[Recorded data]
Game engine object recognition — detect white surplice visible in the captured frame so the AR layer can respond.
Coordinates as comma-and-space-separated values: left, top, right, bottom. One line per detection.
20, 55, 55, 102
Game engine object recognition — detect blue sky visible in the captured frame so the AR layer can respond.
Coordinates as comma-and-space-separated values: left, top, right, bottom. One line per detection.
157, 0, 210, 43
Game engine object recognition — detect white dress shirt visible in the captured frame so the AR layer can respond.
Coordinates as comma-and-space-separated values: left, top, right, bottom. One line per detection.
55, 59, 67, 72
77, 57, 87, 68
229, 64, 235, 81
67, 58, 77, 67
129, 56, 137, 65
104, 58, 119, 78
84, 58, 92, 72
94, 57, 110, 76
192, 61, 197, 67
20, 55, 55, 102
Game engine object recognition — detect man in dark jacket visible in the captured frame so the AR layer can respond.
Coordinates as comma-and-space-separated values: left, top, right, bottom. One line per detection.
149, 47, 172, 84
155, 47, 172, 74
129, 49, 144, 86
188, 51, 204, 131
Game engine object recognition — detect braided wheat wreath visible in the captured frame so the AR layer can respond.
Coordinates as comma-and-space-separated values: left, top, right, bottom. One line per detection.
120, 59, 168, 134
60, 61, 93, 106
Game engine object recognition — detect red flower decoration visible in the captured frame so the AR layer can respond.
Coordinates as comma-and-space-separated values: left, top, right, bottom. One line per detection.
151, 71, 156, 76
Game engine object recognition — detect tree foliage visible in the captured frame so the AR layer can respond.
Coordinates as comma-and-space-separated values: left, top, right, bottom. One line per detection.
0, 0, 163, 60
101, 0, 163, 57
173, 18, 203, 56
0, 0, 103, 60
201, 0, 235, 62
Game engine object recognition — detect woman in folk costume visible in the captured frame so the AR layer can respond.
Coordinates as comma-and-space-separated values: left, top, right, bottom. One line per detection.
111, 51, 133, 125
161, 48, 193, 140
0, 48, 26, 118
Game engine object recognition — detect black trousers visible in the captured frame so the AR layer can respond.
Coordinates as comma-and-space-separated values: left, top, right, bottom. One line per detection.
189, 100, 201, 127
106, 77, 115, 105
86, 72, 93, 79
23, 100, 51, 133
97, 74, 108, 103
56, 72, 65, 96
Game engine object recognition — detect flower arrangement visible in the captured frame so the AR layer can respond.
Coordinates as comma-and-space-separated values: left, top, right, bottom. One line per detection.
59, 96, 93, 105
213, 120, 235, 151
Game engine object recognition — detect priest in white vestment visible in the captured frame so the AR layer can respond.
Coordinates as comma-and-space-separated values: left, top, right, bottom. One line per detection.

WHAT YOU SHOULD DO: Return, exactly as they stand, the lines from the start of the records above through the line with "Game engine object recognition — detect blue", both ends included, and no other lines.

EXPECTED ANSWER:
Game engine object recognition — detect white surplice visible in the captured frame so the AR layer can respond.
Coordinates as comma-and-space-separated values: left, top, right, bottom. One line per detection.
20, 55, 55, 102
Game engine object recognition — detect blue sky visible in the captured frame so the AR layer can respond.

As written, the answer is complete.